Problems to solve:
#1 In the article on the New York election, translate this sentence into Spanish: "Saturday was the first day on which New York allowed early voting — and the first time the state has ever done so during a presidential election."
#2 According to the article on the New York election, which phase are the five boroughs of NYC in?
#3 Write the next part of the article on the New York election, picking up after its final sentence.

Selected excerpt:
======
The importance of the election can be felt on the streets of New York
Taking a walk down to Times Square at the weekend, there was a palpable tension and unease in the air, writes Holly Baxter
As coronavirus cases skyrocket across the US, we’re sitting in a relative enclave of safety in New York City (something that would have been unthinkable to say back in April or May). While lockdowns are being recommended in the rural states that thus far have resisted business closures and mask-wearing, the five boroughs of NYC continue to plug on in “phase four” – the final phase of getting back to normality.
That doesn’t mean things here are remotely normal by the standards of anything other than 2020. I still haven’t gone inside any structure that isn’t my own apartment building in over six months, with outdoor dining still de rigueur – even though, technically, indoor dining at 25 per cent capacity opened up recently. So cautious are New Yorkers about going indoors after so long outside, that businesses like the one I had brunch at on the Upper West Side of Manhattan a couple of days ago are doing a roaring trade in heated plastic “bubbles”, which line the sidewalk and zip the inhabitants into a transparent, table-sized dome.
As my brunching friend and I chowed down on our eggs Benedict in our bubble, we talked about the looming election and the strange experience of watching it unfold as immigrants. Saturday was the first day on which New York allowed early voting — and the first time the state has ever done so during a presidential election. Across the street, a long line of people snaked around the block, following “Vote Here” signs posted on walls and windows. The line was slow-going and the day was grey and chilly, but plenty of people kept turning up and then spilling into the same brunch place we were at, most of them covered in red, white and blue “I Voted” stickers.
======
Saved entries
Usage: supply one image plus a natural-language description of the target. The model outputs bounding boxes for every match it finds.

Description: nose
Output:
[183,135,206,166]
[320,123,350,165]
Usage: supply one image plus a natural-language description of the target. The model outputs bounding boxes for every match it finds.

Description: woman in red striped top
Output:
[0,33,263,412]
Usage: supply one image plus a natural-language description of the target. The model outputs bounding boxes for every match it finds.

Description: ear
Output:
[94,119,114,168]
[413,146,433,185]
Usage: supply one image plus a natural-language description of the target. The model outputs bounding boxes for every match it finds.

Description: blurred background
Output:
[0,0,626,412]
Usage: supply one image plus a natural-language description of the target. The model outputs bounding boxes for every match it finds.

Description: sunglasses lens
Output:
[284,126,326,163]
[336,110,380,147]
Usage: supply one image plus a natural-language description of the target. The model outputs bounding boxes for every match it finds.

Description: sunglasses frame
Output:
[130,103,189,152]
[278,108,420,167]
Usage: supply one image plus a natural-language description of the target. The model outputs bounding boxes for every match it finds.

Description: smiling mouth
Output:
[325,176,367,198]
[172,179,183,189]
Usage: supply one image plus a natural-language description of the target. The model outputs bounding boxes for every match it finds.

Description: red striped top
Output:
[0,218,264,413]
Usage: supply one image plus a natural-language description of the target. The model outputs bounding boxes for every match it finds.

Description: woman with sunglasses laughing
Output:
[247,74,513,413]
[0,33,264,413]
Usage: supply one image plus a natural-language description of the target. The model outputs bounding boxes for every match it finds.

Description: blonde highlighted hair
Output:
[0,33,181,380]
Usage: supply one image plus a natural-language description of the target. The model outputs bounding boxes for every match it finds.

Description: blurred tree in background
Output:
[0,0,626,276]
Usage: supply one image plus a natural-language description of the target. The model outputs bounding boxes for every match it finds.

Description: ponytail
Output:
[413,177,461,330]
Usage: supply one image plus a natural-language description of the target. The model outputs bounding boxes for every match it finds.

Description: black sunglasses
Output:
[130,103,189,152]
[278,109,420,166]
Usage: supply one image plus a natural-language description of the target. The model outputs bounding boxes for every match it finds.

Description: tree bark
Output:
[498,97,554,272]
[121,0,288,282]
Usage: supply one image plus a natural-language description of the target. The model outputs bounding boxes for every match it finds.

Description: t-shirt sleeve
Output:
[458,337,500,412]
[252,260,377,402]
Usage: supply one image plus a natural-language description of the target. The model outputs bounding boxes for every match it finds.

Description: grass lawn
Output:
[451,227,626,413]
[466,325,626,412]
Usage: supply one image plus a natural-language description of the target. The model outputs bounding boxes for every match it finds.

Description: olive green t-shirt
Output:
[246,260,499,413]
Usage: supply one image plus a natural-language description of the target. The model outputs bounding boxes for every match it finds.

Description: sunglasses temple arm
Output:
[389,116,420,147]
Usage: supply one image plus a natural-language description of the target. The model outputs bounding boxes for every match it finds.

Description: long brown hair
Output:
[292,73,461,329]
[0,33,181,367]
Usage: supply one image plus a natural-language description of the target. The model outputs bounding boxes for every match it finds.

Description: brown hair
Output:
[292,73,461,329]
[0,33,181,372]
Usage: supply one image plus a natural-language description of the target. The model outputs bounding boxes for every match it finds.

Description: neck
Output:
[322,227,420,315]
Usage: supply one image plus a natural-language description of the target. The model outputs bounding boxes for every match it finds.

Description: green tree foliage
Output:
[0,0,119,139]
======
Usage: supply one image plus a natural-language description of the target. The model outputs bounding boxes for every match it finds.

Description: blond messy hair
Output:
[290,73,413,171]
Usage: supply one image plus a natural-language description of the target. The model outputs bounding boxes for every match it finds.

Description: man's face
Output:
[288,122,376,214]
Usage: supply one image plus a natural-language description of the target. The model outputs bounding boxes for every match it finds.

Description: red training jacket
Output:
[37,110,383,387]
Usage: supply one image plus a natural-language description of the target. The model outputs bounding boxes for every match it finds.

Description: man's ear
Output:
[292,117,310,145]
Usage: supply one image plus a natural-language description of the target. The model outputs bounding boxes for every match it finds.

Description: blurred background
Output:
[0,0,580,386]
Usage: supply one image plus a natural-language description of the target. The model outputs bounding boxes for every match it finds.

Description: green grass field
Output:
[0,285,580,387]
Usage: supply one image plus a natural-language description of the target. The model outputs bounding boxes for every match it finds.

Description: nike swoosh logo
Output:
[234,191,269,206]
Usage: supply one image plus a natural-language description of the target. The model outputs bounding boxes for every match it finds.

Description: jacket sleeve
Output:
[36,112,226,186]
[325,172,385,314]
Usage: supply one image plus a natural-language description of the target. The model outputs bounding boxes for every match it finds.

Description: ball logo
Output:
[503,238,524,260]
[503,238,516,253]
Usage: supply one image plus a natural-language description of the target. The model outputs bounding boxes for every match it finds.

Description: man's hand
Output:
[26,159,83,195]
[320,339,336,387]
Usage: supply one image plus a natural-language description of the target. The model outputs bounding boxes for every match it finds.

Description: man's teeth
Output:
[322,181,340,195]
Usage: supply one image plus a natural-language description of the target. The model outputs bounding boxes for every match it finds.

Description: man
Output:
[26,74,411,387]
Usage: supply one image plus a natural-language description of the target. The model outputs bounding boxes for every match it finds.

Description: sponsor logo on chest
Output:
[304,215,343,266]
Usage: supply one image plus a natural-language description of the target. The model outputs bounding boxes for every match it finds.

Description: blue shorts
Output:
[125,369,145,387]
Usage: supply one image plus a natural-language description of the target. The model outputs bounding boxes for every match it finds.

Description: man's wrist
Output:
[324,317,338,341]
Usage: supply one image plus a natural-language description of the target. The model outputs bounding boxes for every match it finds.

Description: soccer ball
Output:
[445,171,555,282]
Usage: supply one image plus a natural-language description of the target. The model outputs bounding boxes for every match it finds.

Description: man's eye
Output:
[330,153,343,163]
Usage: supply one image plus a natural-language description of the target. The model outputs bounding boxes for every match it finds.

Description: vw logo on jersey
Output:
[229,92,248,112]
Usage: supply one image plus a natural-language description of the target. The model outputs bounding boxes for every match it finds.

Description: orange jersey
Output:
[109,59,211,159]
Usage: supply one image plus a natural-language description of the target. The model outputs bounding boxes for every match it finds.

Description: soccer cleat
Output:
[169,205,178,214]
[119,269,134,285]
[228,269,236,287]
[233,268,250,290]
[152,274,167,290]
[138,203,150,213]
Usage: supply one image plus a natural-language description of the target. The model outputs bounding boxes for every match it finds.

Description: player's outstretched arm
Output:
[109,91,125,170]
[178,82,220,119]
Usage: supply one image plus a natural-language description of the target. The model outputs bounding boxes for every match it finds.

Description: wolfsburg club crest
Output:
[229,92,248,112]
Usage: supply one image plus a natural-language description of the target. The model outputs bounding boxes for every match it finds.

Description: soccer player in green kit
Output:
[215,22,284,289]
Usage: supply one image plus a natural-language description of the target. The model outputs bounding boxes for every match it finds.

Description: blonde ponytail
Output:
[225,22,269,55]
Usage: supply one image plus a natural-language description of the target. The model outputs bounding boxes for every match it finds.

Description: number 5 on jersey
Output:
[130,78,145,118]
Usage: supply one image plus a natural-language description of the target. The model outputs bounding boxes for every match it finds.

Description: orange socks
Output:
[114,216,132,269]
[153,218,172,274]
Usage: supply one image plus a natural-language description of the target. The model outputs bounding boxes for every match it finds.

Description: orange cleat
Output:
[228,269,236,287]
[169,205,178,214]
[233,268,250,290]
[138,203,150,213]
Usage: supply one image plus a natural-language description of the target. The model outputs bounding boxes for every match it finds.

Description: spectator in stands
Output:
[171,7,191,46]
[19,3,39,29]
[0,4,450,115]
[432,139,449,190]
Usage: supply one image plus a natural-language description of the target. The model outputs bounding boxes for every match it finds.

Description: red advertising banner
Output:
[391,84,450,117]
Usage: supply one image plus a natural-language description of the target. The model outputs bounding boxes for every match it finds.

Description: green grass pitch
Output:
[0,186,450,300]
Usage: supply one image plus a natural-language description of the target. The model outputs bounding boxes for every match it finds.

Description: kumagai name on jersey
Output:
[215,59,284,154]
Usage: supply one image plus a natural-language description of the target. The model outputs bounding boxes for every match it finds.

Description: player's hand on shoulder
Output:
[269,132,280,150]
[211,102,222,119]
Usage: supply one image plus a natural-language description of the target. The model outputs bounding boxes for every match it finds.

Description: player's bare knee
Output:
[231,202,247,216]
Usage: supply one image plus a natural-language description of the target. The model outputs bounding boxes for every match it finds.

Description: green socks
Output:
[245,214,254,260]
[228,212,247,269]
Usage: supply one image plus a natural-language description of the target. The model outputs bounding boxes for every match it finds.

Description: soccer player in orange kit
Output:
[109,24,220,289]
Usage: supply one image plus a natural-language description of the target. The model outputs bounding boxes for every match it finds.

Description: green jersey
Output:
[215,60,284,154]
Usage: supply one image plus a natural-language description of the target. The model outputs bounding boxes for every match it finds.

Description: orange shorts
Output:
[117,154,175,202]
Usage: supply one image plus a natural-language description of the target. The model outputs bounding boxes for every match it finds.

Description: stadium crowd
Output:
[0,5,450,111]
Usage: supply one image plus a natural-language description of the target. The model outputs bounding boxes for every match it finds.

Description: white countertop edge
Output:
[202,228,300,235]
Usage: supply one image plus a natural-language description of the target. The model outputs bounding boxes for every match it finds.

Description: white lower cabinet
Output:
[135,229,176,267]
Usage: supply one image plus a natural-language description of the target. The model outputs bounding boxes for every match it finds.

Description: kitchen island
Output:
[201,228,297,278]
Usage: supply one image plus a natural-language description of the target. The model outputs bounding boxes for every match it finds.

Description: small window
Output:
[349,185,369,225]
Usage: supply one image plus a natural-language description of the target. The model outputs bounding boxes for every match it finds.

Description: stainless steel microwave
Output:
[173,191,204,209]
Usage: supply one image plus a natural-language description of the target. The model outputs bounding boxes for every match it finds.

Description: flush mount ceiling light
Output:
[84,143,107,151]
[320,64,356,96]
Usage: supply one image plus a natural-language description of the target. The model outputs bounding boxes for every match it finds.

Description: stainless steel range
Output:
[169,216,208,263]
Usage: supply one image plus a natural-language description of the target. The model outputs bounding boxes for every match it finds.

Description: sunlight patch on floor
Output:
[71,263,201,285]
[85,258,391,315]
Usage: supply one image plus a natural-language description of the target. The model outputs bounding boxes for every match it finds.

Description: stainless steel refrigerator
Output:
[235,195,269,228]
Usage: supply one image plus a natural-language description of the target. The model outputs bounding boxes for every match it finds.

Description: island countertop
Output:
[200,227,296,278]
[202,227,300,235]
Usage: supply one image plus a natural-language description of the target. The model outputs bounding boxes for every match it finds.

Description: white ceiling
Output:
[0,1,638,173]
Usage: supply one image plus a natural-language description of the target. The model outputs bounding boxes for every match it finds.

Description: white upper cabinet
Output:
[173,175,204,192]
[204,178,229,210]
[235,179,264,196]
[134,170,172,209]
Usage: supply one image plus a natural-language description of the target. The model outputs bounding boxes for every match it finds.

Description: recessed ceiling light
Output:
======
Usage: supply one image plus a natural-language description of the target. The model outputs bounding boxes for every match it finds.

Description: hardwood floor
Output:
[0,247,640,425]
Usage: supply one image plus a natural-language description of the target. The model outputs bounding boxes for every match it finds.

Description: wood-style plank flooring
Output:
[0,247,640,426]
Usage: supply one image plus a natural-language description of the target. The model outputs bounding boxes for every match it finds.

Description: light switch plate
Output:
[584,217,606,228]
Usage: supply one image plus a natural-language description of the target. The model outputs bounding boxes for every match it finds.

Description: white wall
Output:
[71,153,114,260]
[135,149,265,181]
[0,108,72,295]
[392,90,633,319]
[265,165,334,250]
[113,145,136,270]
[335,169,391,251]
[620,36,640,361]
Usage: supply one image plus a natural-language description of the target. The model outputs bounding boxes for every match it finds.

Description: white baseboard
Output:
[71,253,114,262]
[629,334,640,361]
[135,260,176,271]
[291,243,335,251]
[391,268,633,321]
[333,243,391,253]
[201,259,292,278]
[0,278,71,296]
======
Solved problems:
#1 El sábado fue el primer día en que Nueva York permitió el voto anticipado, y la primera vez que el estado lo ha hecho durante unas elecciones presidenciales.

#2 Phase four, the final phase of getting back to normality.

#3
We took a post-brunch walk through the Upper West Side and down to Times Square, taking in the strange sights of the tourist traps during a pandemic. It wasn’t as empty as it was a few weeks ago — the man who plays guitar in a pair of Y-fronts and a stars and stripes hat had returned, and the diner where everyone who works the shift as a moonlighting Broadway actor had opened up again too — but it was still changed. The still-closed cinema was advertising movies “coming up in March 2020” on its billboards outside. The offices that surround the area were closed down, and clearly had been for a while.
And in place of the usually prominent advertising banners – which in a normal year blast admonitions to buy Coca-Cola, check out H&M’s fall collection, or visit Bloomingdale’s – were two new and controversial additions: one billboard showing Ivanka Trump, with a running tally beside her of how many Americans have died of the coronavirus, and another showing Jared Kushner, which quoted him saying in a controversial Vanity Fair interview: “[New Yorkers] are going to suffer and that’s their problem.” Both of them were paid for by the Republican, anti-Trump group The Lincoln Project (who responded to legal threats by the Trumps over the signs by writing on Twitter that they were not “scared” of the family, who are “not just Upper East Side socialites any more”).
As I stopped to take a picture of the billboards for posterity’s sake, I accidentally walked between a large group of police and a similarly sized group of teens who were shouting “pigs” and “class traitors” at them. The atmosphere was oddly charged for a Sunday afternoon during the pandemic, and even the attire of the people present was enough to show the divide in American society right now: one of the young people was wearing a face mask that had “Black Lives Matter” emblazoned on it, whereas one of the cops was wearing one that said “Thin Blue Line”. The groups eventually dissipated, but the general feeling of unease didn’t.
The coming couple of weeks will be some of the most important in America’s history. And walking the streets of New York City, you really do feel it.